EXERCISE TASK – Count the lines in the records below that contain the word "outstretched", treating case as significant, and reply with the number only.
*****
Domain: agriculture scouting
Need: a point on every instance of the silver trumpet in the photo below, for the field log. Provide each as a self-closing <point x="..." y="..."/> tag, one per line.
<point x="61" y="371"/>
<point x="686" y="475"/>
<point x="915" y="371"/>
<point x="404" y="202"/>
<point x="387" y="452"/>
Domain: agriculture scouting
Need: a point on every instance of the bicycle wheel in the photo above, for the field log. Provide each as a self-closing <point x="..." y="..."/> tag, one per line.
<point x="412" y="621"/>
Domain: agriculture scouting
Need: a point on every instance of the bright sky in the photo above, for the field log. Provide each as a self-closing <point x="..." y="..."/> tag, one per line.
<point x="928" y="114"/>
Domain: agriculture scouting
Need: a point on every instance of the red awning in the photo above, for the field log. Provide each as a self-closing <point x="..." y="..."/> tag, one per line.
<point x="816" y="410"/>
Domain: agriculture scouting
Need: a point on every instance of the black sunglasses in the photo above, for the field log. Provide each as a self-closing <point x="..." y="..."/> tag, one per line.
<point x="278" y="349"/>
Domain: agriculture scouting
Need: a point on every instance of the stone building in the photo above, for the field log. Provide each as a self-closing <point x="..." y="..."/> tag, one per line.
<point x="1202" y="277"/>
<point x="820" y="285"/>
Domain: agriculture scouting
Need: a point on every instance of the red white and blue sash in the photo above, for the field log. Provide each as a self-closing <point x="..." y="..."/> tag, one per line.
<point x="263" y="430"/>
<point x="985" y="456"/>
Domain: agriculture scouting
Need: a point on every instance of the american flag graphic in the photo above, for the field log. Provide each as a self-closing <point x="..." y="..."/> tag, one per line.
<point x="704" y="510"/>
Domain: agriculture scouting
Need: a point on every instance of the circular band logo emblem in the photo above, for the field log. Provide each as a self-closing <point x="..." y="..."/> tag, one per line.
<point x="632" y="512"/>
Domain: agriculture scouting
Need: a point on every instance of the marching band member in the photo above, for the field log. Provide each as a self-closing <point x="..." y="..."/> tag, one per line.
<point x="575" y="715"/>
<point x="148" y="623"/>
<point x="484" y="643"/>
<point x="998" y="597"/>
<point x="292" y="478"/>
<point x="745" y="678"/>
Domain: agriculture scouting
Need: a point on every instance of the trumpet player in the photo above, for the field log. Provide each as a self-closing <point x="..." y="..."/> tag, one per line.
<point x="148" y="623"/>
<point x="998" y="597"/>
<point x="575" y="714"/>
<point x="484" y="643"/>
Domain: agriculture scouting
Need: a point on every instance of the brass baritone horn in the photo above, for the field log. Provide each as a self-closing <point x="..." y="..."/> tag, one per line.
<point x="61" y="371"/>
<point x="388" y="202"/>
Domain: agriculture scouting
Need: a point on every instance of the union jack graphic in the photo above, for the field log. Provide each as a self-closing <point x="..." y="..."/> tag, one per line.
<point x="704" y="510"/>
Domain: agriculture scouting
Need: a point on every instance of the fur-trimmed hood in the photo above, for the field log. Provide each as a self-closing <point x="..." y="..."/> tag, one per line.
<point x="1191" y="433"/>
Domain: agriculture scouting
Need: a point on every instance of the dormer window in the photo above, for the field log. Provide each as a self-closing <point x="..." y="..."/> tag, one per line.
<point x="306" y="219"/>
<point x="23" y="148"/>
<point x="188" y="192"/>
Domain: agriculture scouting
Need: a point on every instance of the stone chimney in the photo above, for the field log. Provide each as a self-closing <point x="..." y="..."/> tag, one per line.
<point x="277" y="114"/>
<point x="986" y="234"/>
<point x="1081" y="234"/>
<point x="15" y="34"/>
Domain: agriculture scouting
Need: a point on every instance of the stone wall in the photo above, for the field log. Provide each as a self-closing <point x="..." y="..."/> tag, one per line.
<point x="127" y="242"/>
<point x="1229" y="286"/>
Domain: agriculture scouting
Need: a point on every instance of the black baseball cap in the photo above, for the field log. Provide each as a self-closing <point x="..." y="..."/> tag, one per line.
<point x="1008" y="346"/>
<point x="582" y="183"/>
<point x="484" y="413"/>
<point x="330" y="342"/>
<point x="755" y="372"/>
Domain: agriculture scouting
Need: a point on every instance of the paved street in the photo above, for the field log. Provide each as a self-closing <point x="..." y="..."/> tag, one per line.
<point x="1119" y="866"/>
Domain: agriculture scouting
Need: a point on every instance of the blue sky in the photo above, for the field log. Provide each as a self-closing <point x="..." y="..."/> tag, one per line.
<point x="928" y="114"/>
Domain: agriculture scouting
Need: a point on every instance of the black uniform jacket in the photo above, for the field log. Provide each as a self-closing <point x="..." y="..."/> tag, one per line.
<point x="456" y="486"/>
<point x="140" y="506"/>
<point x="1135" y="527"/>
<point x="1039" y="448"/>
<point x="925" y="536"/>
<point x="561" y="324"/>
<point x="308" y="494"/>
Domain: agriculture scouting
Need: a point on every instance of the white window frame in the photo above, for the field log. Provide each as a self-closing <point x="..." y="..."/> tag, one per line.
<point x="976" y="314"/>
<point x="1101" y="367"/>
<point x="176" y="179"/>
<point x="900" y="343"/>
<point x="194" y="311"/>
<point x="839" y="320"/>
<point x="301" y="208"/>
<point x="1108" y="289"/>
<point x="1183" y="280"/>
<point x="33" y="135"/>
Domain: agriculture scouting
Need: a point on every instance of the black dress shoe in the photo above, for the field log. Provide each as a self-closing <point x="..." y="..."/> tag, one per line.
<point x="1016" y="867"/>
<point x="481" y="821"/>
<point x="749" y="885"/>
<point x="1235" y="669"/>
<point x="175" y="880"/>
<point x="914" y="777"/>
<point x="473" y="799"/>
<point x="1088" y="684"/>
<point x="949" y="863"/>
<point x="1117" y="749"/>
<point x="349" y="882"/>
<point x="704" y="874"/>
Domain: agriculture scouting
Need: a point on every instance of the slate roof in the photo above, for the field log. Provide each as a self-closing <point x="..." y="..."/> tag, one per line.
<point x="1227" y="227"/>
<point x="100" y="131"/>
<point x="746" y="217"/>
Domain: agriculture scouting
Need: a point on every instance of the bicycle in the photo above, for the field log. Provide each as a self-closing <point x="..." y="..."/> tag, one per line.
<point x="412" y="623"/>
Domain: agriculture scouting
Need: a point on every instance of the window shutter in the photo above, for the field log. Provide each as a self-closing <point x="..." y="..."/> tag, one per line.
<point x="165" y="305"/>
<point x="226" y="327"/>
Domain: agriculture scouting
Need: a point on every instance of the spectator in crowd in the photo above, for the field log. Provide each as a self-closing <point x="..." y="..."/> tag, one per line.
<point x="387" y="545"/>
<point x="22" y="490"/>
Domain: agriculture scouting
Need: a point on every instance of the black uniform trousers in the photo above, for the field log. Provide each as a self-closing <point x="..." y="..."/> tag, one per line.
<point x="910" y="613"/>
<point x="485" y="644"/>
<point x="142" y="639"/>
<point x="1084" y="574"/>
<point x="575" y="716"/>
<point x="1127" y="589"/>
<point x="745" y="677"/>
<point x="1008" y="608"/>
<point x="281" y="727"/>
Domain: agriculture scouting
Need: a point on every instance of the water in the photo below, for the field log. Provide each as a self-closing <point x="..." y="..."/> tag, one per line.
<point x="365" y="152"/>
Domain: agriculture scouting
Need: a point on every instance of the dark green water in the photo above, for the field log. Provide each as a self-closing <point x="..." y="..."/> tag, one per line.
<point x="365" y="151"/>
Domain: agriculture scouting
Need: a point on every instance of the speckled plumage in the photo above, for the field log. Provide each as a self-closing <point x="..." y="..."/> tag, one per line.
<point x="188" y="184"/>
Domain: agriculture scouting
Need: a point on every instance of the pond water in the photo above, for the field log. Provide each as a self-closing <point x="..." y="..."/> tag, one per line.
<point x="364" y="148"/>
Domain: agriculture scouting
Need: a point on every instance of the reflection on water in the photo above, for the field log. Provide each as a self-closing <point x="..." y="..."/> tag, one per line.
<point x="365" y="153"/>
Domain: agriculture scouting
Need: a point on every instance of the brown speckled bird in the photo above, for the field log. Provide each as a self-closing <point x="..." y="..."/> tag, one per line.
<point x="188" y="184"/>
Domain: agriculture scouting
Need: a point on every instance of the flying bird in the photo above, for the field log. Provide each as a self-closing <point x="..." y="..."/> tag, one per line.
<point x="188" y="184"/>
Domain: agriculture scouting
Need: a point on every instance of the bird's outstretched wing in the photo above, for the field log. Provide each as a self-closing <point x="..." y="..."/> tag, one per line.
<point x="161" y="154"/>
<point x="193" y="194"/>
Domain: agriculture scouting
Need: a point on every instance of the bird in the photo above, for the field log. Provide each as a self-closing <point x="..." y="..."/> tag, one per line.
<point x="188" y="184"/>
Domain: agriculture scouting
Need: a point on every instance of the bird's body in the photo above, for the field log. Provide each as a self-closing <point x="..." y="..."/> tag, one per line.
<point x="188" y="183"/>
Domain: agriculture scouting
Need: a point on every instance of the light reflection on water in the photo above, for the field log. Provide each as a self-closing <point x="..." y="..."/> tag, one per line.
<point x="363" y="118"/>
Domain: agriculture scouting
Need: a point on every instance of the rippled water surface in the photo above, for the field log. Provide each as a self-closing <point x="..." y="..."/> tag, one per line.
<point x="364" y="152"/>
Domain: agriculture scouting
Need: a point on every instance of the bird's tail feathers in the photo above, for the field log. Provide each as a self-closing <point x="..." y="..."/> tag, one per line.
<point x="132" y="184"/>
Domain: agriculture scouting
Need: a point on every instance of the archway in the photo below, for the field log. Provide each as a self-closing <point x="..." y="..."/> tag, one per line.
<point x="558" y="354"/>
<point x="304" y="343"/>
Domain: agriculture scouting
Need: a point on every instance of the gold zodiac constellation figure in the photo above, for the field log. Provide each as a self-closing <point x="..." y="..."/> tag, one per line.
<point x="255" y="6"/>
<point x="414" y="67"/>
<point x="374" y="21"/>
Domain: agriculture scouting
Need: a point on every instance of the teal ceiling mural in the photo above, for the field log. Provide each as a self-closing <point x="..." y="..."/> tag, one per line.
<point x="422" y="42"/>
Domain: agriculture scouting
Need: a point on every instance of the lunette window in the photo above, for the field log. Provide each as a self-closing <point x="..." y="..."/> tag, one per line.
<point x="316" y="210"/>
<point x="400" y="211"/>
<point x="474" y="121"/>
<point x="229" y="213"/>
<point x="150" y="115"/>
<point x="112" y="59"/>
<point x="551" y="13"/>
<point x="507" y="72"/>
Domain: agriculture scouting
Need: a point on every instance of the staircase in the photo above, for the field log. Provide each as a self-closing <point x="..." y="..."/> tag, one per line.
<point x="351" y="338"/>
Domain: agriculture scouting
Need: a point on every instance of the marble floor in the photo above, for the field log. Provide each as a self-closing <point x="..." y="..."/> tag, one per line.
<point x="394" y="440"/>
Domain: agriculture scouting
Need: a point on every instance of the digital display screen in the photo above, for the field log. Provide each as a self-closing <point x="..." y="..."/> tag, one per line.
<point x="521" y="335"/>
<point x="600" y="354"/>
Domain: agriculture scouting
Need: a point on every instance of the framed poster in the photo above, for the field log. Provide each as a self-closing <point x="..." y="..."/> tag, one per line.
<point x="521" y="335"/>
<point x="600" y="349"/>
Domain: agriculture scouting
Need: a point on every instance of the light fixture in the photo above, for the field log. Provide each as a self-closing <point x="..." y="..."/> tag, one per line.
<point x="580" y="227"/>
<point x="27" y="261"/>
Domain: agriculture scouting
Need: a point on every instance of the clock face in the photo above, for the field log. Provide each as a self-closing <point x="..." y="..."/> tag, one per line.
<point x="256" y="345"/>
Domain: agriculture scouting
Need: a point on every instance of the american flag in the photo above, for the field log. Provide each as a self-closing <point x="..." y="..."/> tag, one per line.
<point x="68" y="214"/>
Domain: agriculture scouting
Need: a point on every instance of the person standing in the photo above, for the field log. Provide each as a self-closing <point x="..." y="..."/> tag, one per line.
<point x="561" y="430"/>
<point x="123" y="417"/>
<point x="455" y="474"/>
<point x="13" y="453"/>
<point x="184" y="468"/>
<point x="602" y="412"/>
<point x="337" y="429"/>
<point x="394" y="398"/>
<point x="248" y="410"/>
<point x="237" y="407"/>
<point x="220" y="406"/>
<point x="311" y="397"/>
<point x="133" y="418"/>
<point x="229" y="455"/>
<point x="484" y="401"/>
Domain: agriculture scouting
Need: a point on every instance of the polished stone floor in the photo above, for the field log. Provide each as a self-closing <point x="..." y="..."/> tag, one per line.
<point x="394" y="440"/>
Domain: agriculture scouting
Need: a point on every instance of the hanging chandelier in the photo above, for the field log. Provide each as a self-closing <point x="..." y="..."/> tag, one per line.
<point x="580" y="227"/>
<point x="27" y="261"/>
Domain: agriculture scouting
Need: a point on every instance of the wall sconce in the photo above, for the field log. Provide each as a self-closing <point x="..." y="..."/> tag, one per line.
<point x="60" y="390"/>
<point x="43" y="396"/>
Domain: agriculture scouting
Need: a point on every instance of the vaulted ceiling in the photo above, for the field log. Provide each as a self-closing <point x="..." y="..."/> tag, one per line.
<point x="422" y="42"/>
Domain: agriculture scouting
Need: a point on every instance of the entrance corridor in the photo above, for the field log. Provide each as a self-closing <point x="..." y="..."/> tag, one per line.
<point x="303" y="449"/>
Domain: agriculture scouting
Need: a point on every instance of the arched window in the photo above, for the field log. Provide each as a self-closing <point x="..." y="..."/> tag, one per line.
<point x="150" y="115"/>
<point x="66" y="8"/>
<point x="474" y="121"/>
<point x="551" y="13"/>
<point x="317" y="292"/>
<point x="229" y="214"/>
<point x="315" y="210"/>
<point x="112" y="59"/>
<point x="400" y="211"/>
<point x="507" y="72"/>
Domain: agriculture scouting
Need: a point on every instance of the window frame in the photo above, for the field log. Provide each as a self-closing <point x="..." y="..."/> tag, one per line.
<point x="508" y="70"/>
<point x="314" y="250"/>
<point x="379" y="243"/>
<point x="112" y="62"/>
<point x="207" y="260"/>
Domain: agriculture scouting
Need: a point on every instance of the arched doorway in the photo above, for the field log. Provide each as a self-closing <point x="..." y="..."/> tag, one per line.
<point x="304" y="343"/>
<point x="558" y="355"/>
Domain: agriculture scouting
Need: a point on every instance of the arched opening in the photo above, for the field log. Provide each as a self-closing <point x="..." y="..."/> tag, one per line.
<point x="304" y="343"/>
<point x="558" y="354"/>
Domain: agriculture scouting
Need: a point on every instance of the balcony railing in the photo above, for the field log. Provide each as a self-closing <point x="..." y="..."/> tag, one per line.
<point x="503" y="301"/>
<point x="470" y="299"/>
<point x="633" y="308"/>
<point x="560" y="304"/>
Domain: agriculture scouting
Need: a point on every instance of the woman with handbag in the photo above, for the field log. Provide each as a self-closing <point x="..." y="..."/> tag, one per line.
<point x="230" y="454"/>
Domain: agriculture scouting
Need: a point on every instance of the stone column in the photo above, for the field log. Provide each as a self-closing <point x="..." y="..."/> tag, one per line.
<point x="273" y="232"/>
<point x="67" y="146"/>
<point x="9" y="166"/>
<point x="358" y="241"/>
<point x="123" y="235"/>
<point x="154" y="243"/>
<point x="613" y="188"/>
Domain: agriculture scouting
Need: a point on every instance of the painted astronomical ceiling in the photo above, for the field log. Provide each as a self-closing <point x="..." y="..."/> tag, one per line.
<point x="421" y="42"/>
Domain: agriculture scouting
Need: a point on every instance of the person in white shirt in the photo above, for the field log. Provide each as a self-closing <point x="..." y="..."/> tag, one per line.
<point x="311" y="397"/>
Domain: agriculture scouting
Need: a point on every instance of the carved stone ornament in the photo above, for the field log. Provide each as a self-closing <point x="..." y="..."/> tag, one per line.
*****
OUTPUT BELOW – 1